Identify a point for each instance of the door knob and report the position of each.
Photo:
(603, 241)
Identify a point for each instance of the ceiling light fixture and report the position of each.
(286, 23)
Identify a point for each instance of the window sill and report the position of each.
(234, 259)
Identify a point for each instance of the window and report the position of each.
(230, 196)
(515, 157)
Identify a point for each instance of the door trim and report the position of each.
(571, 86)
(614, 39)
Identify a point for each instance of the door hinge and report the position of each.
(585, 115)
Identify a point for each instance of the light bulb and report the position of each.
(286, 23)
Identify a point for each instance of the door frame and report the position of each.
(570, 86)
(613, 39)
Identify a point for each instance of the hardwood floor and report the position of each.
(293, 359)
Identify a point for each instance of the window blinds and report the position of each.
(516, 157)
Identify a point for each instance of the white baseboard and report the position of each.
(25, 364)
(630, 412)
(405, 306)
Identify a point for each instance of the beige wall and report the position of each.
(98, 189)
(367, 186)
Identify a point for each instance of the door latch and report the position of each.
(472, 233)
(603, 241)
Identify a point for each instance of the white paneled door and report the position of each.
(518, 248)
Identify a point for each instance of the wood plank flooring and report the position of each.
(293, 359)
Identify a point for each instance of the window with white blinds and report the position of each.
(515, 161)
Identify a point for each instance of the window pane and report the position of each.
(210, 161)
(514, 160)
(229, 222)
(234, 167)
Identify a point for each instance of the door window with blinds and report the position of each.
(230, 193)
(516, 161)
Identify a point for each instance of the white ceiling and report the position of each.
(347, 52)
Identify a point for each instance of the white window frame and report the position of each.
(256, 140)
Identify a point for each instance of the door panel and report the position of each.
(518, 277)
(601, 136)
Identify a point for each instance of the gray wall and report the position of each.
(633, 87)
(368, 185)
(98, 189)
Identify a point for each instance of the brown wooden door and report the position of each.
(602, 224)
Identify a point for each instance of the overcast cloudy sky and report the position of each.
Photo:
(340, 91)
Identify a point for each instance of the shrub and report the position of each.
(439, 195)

————

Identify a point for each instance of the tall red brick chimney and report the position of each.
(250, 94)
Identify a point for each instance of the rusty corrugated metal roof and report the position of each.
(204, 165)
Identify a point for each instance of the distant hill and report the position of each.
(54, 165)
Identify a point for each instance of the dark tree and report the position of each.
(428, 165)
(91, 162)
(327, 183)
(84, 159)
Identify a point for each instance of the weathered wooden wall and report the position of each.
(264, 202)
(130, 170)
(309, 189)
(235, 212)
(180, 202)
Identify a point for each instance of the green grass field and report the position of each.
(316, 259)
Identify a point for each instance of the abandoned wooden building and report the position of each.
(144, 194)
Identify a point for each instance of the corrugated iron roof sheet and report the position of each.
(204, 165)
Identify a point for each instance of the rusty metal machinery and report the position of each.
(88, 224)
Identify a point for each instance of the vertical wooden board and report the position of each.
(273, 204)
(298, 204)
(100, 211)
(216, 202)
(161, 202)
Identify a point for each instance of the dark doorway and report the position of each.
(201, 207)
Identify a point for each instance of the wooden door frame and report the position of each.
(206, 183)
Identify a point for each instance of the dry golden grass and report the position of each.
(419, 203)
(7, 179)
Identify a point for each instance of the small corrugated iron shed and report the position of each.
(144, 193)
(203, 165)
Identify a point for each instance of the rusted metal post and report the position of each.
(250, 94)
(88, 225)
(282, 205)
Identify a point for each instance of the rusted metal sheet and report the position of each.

————

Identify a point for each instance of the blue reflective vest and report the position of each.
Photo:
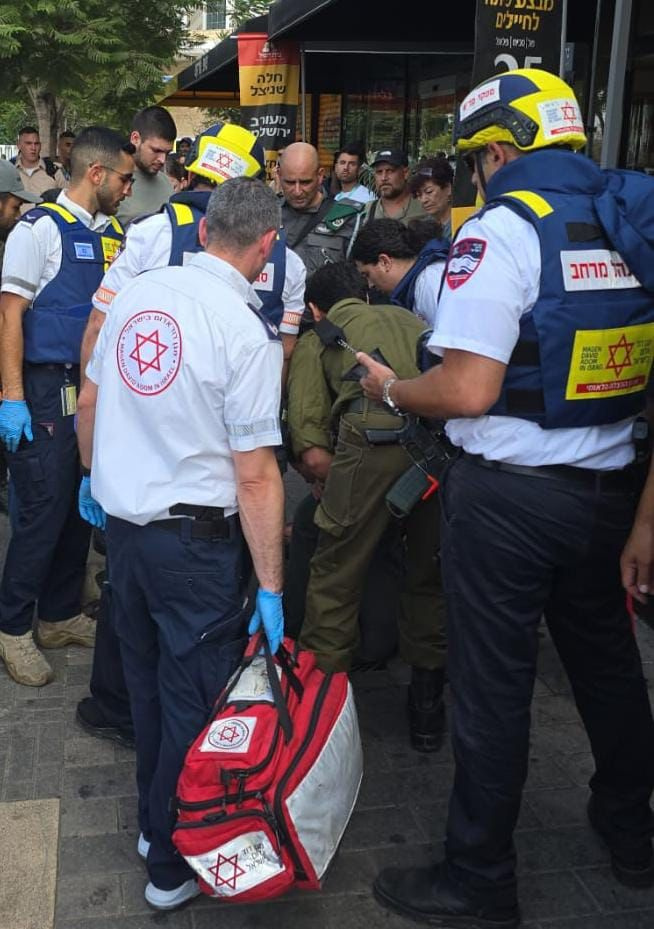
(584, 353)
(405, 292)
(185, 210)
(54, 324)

————

#### Task brief:
Please render the material as a JSON list of strings, starting at the line containing "Identify a point for each instance of the rusty corrugated" and ending at the line containing "Identify a point for each instance of the rusted metal sheet", both included. Use one string per line and leave out blank lines.

#### Response to the exercise:
[
  "Identify a point for each instance of the rusty corrugated metal roof and report the position of each.",
  "(204, 165)",
  "Identify a point for each instance of the distant hill and report the position of each.",
  "(54, 165)",
  "Identify a point for each instance of the dark tree and report the position of each.",
  "(428, 165)",
  "(91, 162)",
  "(327, 183)",
  "(84, 159)",
  "Identify a point for each instance of the weathered wooden wall and report the position of each.",
  "(264, 202)",
  "(130, 170)",
  "(309, 189)",
  "(235, 212)",
  "(180, 202)",
  "Identify a point for each instance of the green grass field and report the position of each.",
  "(316, 259)",
  "Identify a point for each instance of the abandoned wooden building and report the position of each.",
  "(144, 194)",
  "Identify a point for each instance of the corrugated iron roof sheet and report the position of each.",
  "(204, 165)",
  "Identify a point for each instance of the rusty metal machinery and report the position of each.",
  "(88, 224)",
  "Identify a point for each instance of the vertical wooden board and report the position of each.",
  "(273, 204)",
  "(298, 204)",
  "(100, 211)",
  "(216, 202)",
  "(161, 202)",
  "Identify a point for each instance of the dark doorway and report the position of each.",
  "(201, 207)",
  "Identify a point for each instance of the wooden door frame and report the position of each.",
  "(206, 183)",
  "Identify a point for each instance of the dry golden grass and report the position of each.",
  "(419, 203)",
  "(7, 179)",
  "Identify a point for each instance of the small corrugated iron shed and report the position of each.",
  "(144, 193)",
  "(203, 165)",
  "Identify a point for each instance of the rusted metal post and report the position of each.",
  "(250, 94)",
  "(88, 225)",
  "(282, 205)",
  "Identify a point for each instance of the rusted metal sheet and report the position of each."
]